__Stated task__. Transcribe every line of the listing below without any deviation.

-- START Records to process --

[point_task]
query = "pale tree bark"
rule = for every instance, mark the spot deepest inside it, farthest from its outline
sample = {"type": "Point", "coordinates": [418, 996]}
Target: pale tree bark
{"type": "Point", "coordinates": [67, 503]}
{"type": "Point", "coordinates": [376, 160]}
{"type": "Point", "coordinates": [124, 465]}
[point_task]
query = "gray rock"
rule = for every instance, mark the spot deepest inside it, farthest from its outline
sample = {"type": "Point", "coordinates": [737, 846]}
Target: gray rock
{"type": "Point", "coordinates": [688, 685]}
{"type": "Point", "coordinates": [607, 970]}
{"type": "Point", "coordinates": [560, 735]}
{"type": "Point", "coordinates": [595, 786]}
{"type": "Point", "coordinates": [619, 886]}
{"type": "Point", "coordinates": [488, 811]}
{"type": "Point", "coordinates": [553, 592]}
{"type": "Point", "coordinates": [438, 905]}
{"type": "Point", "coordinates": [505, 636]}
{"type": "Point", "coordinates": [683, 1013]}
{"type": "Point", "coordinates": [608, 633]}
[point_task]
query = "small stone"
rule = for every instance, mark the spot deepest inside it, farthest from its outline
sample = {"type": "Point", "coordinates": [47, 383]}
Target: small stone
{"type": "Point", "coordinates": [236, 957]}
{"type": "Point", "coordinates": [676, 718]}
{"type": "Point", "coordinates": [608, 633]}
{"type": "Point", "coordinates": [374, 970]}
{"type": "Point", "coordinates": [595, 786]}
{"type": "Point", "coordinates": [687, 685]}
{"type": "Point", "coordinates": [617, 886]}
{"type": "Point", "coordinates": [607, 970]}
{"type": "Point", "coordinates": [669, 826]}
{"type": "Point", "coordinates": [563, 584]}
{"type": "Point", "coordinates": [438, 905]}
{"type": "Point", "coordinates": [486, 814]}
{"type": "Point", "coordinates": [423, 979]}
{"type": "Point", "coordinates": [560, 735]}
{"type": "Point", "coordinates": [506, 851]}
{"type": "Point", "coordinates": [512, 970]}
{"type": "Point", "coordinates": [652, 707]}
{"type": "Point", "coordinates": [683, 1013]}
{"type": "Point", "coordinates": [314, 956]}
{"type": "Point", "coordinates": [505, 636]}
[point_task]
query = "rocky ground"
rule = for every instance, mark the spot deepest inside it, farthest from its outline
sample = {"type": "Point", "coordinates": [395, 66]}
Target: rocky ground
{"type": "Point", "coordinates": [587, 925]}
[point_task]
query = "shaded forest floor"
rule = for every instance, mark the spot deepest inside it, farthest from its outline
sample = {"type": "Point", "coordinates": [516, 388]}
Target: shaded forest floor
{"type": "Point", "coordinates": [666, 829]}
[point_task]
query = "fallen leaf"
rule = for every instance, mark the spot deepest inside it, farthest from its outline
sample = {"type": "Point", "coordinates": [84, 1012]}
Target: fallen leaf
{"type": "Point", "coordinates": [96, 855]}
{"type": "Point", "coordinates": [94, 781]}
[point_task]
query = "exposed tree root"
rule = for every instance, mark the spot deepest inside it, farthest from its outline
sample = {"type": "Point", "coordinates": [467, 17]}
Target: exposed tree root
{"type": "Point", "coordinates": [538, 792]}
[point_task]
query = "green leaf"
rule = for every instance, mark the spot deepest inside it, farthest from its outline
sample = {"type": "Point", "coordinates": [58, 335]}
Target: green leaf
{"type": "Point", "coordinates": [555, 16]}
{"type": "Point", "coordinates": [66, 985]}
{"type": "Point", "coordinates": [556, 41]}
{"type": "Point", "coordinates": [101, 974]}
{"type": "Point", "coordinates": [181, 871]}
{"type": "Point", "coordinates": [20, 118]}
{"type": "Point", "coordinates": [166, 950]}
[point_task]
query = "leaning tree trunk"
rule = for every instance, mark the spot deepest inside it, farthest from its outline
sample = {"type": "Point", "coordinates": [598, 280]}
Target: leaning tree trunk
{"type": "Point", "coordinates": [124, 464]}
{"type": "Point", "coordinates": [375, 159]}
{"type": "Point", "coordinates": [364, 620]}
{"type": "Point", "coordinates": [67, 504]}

-- END Records to process --

__Solution for this problem__.
[point_task]
query = "pale tree bark"
rule = for every instance, mark the spot deepest inside it, farthest from its outline
sample = {"type": "Point", "coordinates": [418, 996]}
Target: pale tree bark
{"type": "Point", "coordinates": [67, 503]}
{"type": "Point", "coordinates": [376, 160]}
{"type": "Point", "coordinates": [124, 465]}
[point_task]
query = "gray rock"
rule = for every instance, mark the spot deepest inside it, farthest from its outline
sample = {"type": "Point", "coordinates": [737, 846]}
Target: gray rock
{"type": "Point", "coordinates": [688, 685]}
{"type": "Point", "coordinates": [607, 970]}
{"type": "Point", "coordinates": [560, 735]}
{"type": "Point", "coordinates": [595, 786]}
{"type": "Point", "coordinates": [619, 886]}
{"type": "Point", "coordinates": [488, 811]}
{"type": "Point", "coordinates": [553, 592]}
{"type": "Point", "coordinates": [438, 905]}
{"type": "Point", "coordinates": [505, 636]}
{"type": "Point", "coordinates": [683, 1013]}
{"type": "Point", "coordinates": [608, 633]}
[point_task]
query = "small stone"
rule = for every instance, mark the spot deepest inside it, farthest from its outline
sample = {"type": "Point", "coordinates": [47, 383]}
Target: small stone
{"type": "Point", "coordinates": [236, 957]}
{"type": "Point", "coordinates": [676, 718]}
{"type": "Point", "coordinates": [608, 633]}
{"type": "Point", "coordinates": [374, 970]}
{"type": "Point", "coordinates": [595, 786]}
{"type": "Point", "coordinates": [687, 685]}
{"type": "Point", "coordinates": [617, 886]}
{"type": "Point", "coordinates": [607, 970]}
{"type": "Point", "coordinates": [669, 826]}
{"type": "Point", "coordinates": [563, 584]}
{"type": "Point", "coordinates": [438, 905]}
{"type": "Point", "coordinates": [486, 814]}
{"type": "Point", "coordinates": [423, 979]}
{"type": "Point", "coordinates": [560, 735]}
{"type": "Point", "coordinates": [506, 851]}
{"type": "Point", "coordinates": [512, 970]}
{"type": "Point", "coordinates": [652, 707]}
{"type": "Point", "coordinates": [683, 1013]}
{"type": "Point", "coordinates": [314, 956]}
{"type": "Point", "coordinates": [505, 636]}
[point_task]
query = "rocky ground"
rule = for every instance, mark the spot deepest inside it, farthest from its outline
sample = {"type": "Point", "coordinates": [395, 66]}
Target: rocky ground
{"type": "Point", "coordinates": [587, 925]}
[point_task]
query = "shaded forest floor"
rule = for every instance, mark the spot deepest inside it, farthest from its outline
sample = {"type": "Point", "coordinates": [516, 388]}
Target: shaded forest floor
{"type": "Point", "coordinates": [666, 829]}
[point_task]
query = "fallen leaf"
rule = for every instance, mark the spot deepest inside it, farthest from its outline
sample = {"type": "Point", "coordinates": [84, 1012]}
Target: fallen leaf
{"type": "Point", "coordinates": [96, 855]}
{"type": "Point", "coordinates": [94, 781]}
[point_task]
query = "exposed tree root"
rule = for every instance, mark the spot deepest inside it, farthest from its outline
sample = {"type": "Point", "coordinates": [467, 17]}
Target: exposed tree root
{"type": "Point", "coordinates": [538, 792]}
[point_task]
query = "green leaf"
rule = for every instance, mark the spot deepest inside it, farthest from its outline
sample = {"type": "Point", "coordinates": [58, 335]}
Target: green leaf
{"type": "Point", "coordinates": [555, 16]}
{"type": "Point", "coordinates": [66, 985]}
{"type": "Point", "coordinates": [556, 41]}
{"type": "Point", "coordinates": [101, 974]}
{"type": "Point", "coordinates": [181, 871]}
{"type": "Point", "coordinates": [20, 118]}
{"type": "Point", "coordinates": [166, 950]}
[point_task]
query = "leaning tree trunk"
rule = for every instance, mark the spot deepest inside it, farthest from its outline
sample = {"type": "Point", "coordinates": [598, 280]}
Target: leaning tree trunk
{"type": "Point", "coordinates": [124, 464]}
{"type": "Point", "coordinates": [375, 159]}
{"type": "Point", "coordinates": [364, 620]}
{"type": "Point", "coordinates": [67, 504]}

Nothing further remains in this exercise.